TASK REQUIREMENTS: Using the records below, write out again exactly the lines that begin at the line containing "Q: Point at the dark cloud" and end at the line containing "Q: Point at the sunlight", and no other lines.

GIVEN INFORMATION:
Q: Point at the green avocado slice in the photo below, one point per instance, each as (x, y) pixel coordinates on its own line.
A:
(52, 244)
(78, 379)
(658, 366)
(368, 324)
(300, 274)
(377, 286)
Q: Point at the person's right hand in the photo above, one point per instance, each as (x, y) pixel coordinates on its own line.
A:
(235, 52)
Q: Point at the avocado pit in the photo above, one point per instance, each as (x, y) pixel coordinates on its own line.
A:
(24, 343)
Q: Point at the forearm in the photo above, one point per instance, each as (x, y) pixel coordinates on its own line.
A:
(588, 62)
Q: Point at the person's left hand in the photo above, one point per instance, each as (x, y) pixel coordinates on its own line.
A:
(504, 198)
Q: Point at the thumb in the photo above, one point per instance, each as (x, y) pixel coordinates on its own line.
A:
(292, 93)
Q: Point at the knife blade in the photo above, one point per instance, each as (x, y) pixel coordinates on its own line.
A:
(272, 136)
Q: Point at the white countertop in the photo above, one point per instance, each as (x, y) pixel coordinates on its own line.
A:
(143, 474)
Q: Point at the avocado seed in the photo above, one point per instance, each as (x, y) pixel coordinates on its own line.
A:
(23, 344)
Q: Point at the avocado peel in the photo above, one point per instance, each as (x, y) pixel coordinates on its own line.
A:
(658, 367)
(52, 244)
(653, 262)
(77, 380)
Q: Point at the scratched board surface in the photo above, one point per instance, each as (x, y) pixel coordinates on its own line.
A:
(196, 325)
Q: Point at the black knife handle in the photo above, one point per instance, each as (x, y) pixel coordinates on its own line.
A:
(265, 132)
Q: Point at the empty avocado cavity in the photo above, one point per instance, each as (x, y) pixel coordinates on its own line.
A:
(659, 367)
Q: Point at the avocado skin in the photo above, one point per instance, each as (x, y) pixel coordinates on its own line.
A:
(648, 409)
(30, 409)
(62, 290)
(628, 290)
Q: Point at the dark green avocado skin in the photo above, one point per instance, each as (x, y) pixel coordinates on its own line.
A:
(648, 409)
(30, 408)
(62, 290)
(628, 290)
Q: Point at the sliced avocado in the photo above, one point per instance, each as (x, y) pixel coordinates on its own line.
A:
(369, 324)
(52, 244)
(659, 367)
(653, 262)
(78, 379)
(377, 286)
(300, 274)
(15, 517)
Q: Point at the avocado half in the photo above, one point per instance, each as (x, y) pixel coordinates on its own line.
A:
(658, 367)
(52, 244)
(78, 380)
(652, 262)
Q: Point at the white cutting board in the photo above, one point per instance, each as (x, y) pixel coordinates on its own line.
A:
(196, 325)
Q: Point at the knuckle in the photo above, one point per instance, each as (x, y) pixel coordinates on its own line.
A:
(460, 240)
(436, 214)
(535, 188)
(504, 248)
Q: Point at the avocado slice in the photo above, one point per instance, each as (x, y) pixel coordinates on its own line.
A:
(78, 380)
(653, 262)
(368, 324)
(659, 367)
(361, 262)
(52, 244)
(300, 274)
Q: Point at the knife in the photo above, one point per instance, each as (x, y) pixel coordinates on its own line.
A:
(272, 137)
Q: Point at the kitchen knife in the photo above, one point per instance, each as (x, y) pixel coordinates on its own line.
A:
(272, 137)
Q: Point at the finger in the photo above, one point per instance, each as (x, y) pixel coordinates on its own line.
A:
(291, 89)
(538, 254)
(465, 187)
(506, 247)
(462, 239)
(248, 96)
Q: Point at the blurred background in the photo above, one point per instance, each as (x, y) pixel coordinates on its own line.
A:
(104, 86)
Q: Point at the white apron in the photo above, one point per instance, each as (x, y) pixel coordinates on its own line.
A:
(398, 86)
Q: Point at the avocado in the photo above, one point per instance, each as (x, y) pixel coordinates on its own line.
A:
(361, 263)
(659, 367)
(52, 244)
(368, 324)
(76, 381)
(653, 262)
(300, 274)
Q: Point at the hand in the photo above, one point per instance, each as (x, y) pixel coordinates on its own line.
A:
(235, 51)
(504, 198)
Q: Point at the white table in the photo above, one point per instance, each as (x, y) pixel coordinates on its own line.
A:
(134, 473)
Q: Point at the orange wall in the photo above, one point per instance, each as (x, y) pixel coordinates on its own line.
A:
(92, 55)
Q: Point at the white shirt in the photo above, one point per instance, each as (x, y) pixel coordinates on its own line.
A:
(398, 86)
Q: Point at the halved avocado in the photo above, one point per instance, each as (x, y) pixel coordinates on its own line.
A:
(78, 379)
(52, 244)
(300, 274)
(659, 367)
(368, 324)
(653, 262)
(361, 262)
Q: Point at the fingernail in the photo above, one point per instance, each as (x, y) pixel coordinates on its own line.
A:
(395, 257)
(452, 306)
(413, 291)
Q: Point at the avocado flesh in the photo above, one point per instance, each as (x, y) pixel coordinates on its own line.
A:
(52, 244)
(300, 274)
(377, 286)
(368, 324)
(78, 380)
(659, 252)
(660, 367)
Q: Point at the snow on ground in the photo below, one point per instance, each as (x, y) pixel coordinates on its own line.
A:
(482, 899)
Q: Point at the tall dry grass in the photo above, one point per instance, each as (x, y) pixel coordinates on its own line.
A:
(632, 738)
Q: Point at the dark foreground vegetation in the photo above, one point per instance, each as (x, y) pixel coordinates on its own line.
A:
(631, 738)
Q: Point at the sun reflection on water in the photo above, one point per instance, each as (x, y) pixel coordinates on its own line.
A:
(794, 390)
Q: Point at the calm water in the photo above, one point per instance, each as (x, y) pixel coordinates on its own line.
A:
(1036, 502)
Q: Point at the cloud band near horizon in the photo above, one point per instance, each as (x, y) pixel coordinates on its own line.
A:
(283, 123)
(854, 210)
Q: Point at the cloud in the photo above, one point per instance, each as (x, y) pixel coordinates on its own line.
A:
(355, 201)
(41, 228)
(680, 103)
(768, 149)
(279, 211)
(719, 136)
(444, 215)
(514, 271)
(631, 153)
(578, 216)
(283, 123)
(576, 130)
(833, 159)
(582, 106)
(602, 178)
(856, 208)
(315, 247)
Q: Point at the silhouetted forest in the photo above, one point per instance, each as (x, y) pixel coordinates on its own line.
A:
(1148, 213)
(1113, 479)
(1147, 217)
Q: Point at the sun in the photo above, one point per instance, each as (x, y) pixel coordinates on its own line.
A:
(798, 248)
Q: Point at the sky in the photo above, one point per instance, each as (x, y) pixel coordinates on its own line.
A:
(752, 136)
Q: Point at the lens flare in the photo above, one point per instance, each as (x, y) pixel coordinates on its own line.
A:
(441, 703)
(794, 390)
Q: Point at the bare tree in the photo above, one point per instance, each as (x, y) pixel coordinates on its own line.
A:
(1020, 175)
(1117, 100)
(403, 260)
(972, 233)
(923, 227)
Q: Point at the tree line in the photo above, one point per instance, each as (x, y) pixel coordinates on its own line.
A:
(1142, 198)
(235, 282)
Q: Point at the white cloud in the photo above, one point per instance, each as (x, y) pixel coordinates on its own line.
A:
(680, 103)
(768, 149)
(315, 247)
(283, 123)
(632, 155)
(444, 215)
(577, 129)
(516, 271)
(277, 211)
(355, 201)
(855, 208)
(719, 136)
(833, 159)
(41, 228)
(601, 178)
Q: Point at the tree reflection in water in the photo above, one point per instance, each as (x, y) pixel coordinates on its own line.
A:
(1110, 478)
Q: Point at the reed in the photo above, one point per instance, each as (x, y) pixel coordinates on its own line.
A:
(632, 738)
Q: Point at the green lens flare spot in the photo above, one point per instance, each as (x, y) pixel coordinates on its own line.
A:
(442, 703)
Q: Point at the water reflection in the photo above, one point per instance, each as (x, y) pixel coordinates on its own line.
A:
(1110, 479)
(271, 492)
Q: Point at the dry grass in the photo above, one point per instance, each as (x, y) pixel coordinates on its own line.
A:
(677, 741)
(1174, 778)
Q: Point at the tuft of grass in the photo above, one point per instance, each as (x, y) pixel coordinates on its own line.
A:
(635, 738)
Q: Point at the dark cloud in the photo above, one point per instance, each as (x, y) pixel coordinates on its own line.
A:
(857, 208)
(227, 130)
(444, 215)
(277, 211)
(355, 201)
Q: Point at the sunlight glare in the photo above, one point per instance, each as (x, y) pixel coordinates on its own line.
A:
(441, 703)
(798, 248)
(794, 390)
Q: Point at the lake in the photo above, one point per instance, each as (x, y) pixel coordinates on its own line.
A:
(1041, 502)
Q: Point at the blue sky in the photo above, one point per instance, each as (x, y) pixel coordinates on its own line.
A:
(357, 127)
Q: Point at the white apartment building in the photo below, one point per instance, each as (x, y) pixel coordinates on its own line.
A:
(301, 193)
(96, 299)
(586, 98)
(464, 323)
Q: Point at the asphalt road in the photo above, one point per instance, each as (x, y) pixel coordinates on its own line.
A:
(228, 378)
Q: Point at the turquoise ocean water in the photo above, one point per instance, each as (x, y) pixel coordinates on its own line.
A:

TASK RESULT:
Q: Point at the dark cloud in the photo above, one point per instance, each as (x, y) pixel coordinates on its own line.
A:
(857, 208)
(227, 130)
(444, 215)
(277, 211)
(355, 201)
Q: Point at the sunlight glare in the photo above, one point per instance, each as (x, y) pixel coordinates on its own line.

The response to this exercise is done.